The oil and gas industry is cyclical, dependent on the stock market’s energy, natural resources and oil barrel trading and pricing. However, the COVID-19 pandemic caught the industry by surprise, creating new challenges. The emphasis on the importance of total cost of ownership has come into scrutiny with more glaring awareness when selecting valves for oil and gas projects, as well as for maintenance replacement in plant facilities.
With the current declining oil prices, product pricing is only one aspect when reviewing all of the contributing factors that affect cost of ownership. Remaining afloat during these stressful economic times requires critical thinking applied to strategic long-term planning.
Definition of Cost of Ownership
According to former CNNMoney Editor Alexandra Twin, “The total cost of ownership, or TCO, includes the purchase price of a particular asset, plus operating costs over the asset’s life span. Looking at the total cost of ownership is a way of assessing the long-term value of a purchase.”
When selecting the proper valve, the following factors in determining the estimated TCO should be equated:
- valve cost
- valve maintenance costs (potential leakage, repair)
- standard life span of the valve to determine replacement valve costs (number of years the valve will properly function inline)
End users frequently make the mistake of focusing solely on the current product’s price without planning for the potential loss of maintenance programs or lack of funding for frequent replacement of leaking valves due to misapplication in the field.
Two-Piece or Three-Piece?
The following are some of the questions that should be answered first in the critical-thinking stages for long-term project management planning when deciding between a two-piece or three-piece ball valve at a chemical processing facility:
- Is it process or utility stream?

| Task set |
a. Answer these from the valve ownership article:
(i) Who is quoted defining total cost of ownership?
(ii) What two items does the article list in parentheses under valve maintenance costs?
(iii) At what kind of facility is the choice between a two-piece and a three-piece ball valve set?
b. According to the valve ownership article, why should the standard life span of a valve count toward its estimated total cost of ownership?
c. Could you carry the valve ownership article on from its last line?
You won't need the data for any of this.

| Data for pointing to referring expressions |
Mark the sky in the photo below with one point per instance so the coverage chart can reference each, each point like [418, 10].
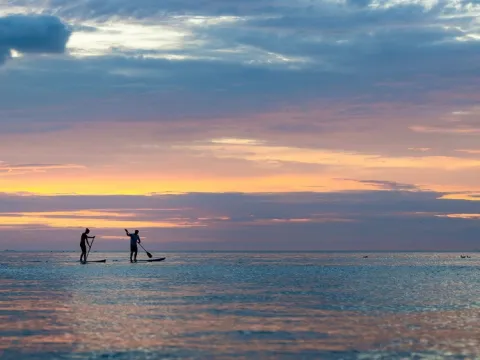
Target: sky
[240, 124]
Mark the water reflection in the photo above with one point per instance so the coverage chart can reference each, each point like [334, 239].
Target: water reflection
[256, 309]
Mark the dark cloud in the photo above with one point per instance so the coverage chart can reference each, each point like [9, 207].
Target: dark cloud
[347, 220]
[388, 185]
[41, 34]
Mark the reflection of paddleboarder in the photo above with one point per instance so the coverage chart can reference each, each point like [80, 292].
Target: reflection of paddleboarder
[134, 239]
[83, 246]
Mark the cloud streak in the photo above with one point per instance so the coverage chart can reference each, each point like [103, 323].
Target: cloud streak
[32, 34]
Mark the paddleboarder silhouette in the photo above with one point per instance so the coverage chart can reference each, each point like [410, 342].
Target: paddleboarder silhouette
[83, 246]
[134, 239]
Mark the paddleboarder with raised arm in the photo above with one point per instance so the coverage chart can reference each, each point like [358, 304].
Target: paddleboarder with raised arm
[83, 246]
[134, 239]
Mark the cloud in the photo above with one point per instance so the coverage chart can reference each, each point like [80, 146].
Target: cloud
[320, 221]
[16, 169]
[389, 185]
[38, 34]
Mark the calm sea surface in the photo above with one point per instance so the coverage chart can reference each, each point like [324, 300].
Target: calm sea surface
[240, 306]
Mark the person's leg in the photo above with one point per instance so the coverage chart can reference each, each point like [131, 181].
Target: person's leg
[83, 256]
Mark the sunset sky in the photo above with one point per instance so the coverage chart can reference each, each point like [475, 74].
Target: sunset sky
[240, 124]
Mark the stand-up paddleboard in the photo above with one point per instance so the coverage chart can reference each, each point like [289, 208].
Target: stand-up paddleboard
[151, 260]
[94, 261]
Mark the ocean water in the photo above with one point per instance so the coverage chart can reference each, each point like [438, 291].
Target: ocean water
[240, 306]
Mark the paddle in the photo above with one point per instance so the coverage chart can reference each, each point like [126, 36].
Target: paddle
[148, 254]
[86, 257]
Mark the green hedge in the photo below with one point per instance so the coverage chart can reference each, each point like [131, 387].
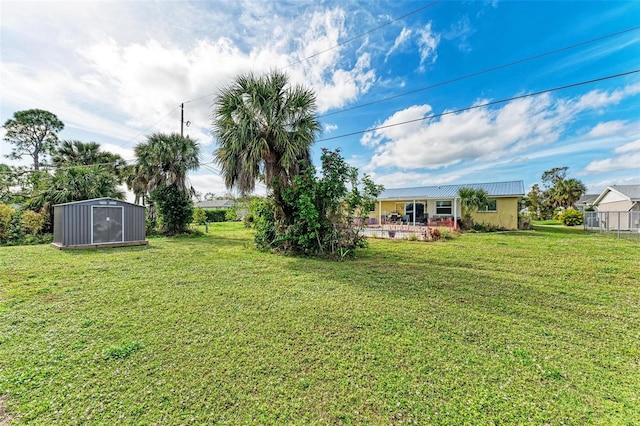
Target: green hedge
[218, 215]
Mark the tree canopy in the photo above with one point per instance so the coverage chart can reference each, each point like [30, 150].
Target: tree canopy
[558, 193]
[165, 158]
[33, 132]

--

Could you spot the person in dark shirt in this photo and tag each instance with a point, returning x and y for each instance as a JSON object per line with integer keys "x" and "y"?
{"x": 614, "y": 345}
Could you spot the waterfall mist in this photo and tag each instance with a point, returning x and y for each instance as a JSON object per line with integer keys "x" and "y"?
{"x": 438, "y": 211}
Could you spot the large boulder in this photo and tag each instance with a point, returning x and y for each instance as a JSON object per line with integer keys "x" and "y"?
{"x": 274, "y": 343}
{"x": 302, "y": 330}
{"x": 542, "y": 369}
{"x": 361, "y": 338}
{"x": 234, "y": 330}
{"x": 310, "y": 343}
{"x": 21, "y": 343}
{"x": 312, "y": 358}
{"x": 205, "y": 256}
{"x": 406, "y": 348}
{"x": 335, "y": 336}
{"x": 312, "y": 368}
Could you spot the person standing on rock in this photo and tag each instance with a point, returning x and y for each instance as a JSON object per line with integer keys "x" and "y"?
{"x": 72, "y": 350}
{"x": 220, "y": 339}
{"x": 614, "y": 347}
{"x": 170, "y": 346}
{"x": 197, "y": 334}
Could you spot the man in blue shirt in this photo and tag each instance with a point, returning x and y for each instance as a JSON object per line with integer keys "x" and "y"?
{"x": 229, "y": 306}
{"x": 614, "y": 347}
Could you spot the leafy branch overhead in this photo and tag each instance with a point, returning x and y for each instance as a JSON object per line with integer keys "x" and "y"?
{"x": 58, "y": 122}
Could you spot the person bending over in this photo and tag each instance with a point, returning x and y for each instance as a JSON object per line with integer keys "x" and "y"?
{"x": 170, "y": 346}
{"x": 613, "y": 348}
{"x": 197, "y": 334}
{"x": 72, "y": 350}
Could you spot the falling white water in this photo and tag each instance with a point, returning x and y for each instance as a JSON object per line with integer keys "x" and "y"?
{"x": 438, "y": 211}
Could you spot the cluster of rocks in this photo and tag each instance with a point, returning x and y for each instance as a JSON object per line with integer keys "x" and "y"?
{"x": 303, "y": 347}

| Exercise results |
a.
(i) Alexandra Twin, former CNNMoney Editor
(ii) Potential leakage and repair
(iii) A chemical processing facility

b. The valve's standard life span, meaning the number of years it will properly function inline, determines replacement valve costs. Those replacement costs are part of the estimated total cost of ownership.

c.
- Is it a hazardous or nonhazardous source?
- Can this valve be easily taken out of service for maintenance?
- Is it for a process safety management or nonprocess safety management application?
- Is the service polymer or plugging?
- Are these automated or manual operations?
Replace or Repair?
Next, weigh the pros and cons of each design using the current budget versus the long-term estimated costs of maintenance when deciding on whether a two-piece or three-piece design is the right choice for the application. To equate the TCO, determine what the true costs would be for a potential emergency versus scheduled shutdowns to replace leaking valves. Taking into account the pros and cons of each design by comparison (Image 1) will provide further insight into the TCO in valve selection and what will be the right choice to reduce operation, maintenance and sustainability costs.
After weighing the pros and cons, it will be time to create a valve specifications data sheet, and then the bidding can start.
Valve Quoting Tips
As the valve quotation process plays one of the biggest roles in valve selection, thus affecting TCO, the best course of action the end user can take is to provide the distributor and/or manufacturer with accurate, detailed technical data. The technical data is crucial for accurate valve quoting and should include the type of valve, pressure class, size, type of ends, material for the body, trim, ball, seat, seals of the valve, the bore-port and the valve design.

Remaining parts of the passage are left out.